Your objective>
Starting with the line that contains "the black baseball cap", set down each line through the end of the entries below, exactly and with nothing added.

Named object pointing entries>
— Begin —
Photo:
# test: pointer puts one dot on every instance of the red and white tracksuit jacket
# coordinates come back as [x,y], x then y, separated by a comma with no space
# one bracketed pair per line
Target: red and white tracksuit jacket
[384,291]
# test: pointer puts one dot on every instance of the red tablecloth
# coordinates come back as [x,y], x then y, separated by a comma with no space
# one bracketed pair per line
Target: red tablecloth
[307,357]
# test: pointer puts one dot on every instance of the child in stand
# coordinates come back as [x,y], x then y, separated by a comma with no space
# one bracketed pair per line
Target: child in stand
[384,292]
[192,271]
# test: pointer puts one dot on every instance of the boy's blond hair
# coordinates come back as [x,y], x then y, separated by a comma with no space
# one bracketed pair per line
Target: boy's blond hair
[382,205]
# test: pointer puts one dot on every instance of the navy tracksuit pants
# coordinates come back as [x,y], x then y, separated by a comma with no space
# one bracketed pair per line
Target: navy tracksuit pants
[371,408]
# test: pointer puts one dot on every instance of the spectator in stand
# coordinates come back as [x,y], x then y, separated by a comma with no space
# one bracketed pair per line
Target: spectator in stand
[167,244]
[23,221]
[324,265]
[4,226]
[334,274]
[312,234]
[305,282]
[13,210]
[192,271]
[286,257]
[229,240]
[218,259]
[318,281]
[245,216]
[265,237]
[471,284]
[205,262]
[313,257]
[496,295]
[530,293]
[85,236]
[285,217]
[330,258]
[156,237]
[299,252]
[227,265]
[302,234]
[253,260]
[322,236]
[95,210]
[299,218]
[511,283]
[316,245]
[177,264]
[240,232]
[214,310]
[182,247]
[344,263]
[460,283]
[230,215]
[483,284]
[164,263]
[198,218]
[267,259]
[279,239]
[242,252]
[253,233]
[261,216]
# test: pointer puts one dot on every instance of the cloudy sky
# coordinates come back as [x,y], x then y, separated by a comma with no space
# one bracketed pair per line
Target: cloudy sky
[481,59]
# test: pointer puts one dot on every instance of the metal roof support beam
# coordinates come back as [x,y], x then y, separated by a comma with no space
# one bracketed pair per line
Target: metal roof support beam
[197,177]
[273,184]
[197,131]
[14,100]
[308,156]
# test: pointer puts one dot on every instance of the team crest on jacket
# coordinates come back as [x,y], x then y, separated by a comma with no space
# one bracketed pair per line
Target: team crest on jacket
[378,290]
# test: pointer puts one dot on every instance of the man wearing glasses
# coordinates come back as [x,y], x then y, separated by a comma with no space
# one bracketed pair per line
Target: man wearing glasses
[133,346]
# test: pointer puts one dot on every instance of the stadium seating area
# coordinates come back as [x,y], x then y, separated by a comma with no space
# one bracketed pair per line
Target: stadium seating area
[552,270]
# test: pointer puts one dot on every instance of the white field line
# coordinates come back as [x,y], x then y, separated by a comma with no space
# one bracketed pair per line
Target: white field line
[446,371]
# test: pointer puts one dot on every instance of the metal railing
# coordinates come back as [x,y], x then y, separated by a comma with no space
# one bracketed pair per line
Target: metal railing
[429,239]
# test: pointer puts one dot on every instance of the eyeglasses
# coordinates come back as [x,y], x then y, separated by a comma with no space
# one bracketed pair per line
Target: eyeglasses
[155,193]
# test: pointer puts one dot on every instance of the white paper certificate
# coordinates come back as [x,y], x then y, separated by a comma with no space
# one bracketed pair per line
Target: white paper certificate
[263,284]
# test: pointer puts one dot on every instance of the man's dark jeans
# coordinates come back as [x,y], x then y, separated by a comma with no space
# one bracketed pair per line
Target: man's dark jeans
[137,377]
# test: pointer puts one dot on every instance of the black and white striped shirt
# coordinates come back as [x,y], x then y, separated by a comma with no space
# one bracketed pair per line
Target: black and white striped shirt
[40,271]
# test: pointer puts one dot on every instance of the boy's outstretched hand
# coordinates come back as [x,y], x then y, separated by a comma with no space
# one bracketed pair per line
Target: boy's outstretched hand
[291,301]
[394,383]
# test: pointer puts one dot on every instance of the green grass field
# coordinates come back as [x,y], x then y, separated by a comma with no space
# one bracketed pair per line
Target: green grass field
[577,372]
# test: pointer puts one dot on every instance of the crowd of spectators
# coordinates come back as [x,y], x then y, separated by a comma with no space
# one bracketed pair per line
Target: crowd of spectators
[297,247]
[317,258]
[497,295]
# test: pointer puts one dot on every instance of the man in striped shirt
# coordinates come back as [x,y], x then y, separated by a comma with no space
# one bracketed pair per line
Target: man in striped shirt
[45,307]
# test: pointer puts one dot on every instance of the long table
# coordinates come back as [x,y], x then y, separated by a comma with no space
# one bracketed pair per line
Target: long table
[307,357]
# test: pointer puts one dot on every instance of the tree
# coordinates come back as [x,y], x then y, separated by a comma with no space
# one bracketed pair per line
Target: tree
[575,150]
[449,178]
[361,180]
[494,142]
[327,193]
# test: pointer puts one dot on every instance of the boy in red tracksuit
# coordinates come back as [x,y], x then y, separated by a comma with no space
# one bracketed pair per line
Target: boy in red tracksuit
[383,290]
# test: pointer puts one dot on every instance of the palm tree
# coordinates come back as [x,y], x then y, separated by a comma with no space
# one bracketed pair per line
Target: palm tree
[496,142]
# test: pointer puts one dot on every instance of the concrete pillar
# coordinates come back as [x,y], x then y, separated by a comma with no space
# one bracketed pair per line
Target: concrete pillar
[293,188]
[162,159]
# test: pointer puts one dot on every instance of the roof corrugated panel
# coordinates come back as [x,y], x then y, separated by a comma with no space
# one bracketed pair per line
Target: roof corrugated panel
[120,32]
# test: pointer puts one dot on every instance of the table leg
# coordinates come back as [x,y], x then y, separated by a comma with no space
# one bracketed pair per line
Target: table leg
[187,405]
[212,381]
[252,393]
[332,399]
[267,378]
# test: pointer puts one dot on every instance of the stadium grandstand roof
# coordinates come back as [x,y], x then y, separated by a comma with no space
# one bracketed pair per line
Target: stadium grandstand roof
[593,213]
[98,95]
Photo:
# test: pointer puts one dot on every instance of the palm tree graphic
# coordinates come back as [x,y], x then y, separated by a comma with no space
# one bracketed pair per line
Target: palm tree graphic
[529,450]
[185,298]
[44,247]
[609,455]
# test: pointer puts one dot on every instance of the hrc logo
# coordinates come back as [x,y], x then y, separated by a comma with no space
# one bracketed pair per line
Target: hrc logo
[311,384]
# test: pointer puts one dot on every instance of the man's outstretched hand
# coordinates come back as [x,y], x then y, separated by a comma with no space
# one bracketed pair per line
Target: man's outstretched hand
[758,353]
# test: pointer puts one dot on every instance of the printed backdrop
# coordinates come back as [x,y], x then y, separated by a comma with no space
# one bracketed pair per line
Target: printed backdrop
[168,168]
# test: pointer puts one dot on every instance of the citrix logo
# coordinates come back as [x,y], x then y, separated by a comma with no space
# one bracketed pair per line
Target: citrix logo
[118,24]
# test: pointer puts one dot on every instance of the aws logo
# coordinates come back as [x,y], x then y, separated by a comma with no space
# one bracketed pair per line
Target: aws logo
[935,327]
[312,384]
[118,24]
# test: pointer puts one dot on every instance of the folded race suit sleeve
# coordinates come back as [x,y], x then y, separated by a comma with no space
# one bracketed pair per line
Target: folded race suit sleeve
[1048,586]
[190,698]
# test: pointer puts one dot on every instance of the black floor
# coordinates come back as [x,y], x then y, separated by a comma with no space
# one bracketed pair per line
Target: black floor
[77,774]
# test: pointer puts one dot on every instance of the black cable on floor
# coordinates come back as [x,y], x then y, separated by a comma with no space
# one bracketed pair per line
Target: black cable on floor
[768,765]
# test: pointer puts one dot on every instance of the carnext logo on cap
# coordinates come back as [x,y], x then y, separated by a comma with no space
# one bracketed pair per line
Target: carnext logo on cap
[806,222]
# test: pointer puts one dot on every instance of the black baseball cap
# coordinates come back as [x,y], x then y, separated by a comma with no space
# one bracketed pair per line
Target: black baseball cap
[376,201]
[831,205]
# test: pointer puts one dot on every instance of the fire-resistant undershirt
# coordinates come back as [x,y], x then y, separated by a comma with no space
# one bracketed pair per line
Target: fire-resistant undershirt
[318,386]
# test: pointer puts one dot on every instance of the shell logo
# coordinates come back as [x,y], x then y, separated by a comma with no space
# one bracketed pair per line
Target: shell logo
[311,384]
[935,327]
— End —
Reply to the exercise>
# test: pointer puts one dot on every instance of the black baseball cap
# coordinates come back as [x,y], x then y, separated by a comma with no space
# one bracketed pair per line
Target: black baseball cap
[376,201]
[831,205]
# test: pointer puts one dot on every instance of the fire-resistant undershirt
# coordinates come back as [x,y], x then y, separated by a comma with no space
# one bracketed pair per line
Target: fire-resistant undershirt
[318,386]
# test: pointer puts one dot on every instance of the shell logo
# coordinates come back as [x,y], x then y, separated by a comma with no space
# one bracketed pair per line
Target: shell logo
[311,384]
[935,327]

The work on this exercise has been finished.